*Selected text:*
'''
Madge also enlisted Monét X Change for her “God Control” video, and the Drag Race Season 10 star had to skip out of a Haters Tour date to be in it, resulting in the tour firing her. The best part of the whole thing was reading the posts of every drag queen in the world saying what they would have done.
Madonna at WorldPride 2019.
Another turndown queen was RuPaul’s Drag Race Season 7 contestant Miss Fame. She declined an offer to be in a Justin Bieber video, citing inadequate compensation. Got that, “Boyfriend”? No pay, no gay.
Meanwhile, Madonna and Taylor Swift (separately) performed at the legendary Stonewall Inn, tying into the 50th anniversary of the riots there.
Swift also snatched up the VMA for Video of the Year for her all-embracing anthem “You Need To Calm Down.” In her rousing acceptance speech, she called out haters and trumpeted her petition for an Equality Act, but the White House responded with a repellent yawn.
Taylor Swift at the 2019 VMAs.
Meanwhile, presenter John Travolta ended up confusing Jade Jolie, a drag queen who performed on the VMAs with Swift, with Swift herself (though he insists he knew the difference). Regardless, now that’s a good drag queen.
Earlier in the year, divas Adele and Jennifer Lawrence went to pieces—I mean Pieces, the long-running West Village gay bar. Patrons were stunned when the two strutted in, and the stars also made it to Club Cumming in the East Village, where J. Law relieved herself in a trash can, as—sources told me—Adele cutely exclaimed, “But you’re the face of Dior!”
For an album release party, Céline Dion hung with the uptown drag queens at Lips restaurant and even sang karaoke to one of her songs. A drunk at the bar was apparently overheard muttering, “Who’s that bad drag queen doing Céline Dion?” Kidding!
Broadway Goss
It seemed like all the world was a gay stage in 2019, and that was fine with me. Matthew Lopez’s sweeping, two-part show The Inheritance—an updated retelling of Howards End—was the queer theater event of the year. Everyone and their trainer is bragging that they’ve made it through the six-and-a-half-hour epic.
'''
*Entries supplied:*
'''
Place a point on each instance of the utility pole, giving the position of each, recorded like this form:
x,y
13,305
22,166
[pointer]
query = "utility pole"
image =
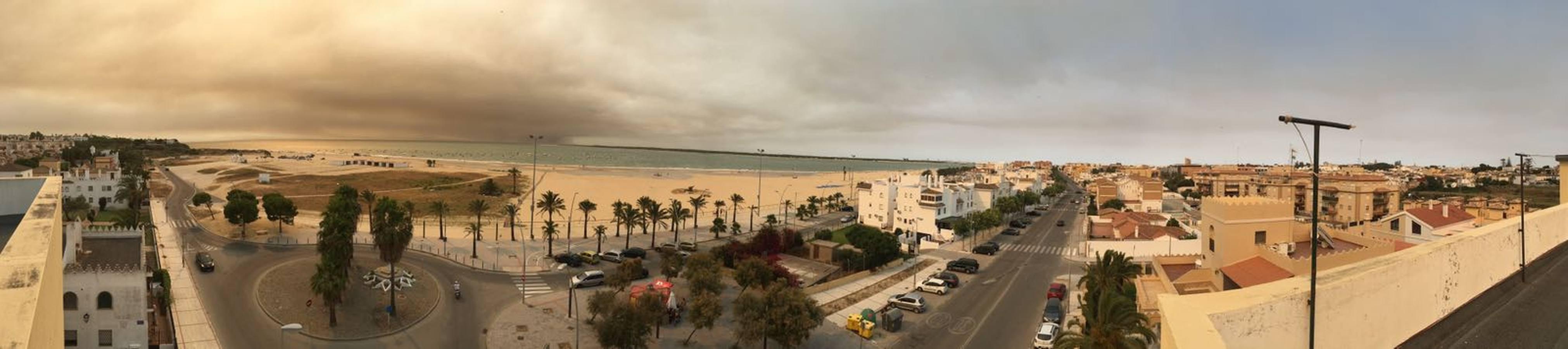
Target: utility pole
'''
*To do:* Could you carry on the gossip column about 2019 celebrities, drag queens, and Broadway from the point where it stops? The lines have no role in this.

*Output below:*
Matthew Lopez (left).
Choir Boy, by gay writer Tarell Alvin McCraney (Moonlight), centered on a highly individual gay student who’s promoted to choir leader amidst complications (and singing, and dancing).
Gary: A Sequel To Titus Andronicus by queer playwright-performer Taylor Mac featured Nathan Lane as a gay janitor who does wacky things with the genitals of piled-up corpses.
In gay playwright Jeremy O. Harris' Slave Play, interracial couples go through some outrageous sexual therapy, and the neurotic characters include a gay couple, well played by Ato Blankson-Wood and James Cusati-Moyer.
In Heidi Schreck’s What the Constitution Means to Me, gay actor Mike Iveson breaks the fourth wall and talks about the travails of his life to parallel Schreck’s experiences as a woman.
Jagged Little Pill, a musical family drama set to classic hits by Alanis Morissette and Glen Ballard, features a bisexual girl who cheats on her girlfriend with a guy, which leads to an explosive version of “You Oughta Know.”
And in the year’s splashiest musical, Moulin Rouge! (based on the eye-splitting movie), Danny Burstein is a gay MC, a drag queen played by Jeigh Madjus is one of the soubrettes, and the male chorus ends up in tutus. It was tutu much.
Bonus Goss!
The Hills’ Kaitlynn Carter (after her split from Brody Jenner) and Miley Cyrus (after her breakup with Liam Hemsworth) found each other in a romantic clutch that the media picked up on. But along came some kind of wrecking ball, I guess, and it went down in herstory as just a summer fling.
Far more dramatically, Rosario Dawson—the movie star who is presidential hopeful Cory Booker’s constant companion—got slapped with a lawsuit by a trans man whom she hired.
Rosario Dawson and Cory Booker.
The man says that after he came out as trans to Dawson and her family, they ridiculed him and, when he wouldn’t leave, ended up assaulting him. Rosario’s lawyers said the claims were false, while her fans came to her defense, shrieking, “But she starred in Rent!”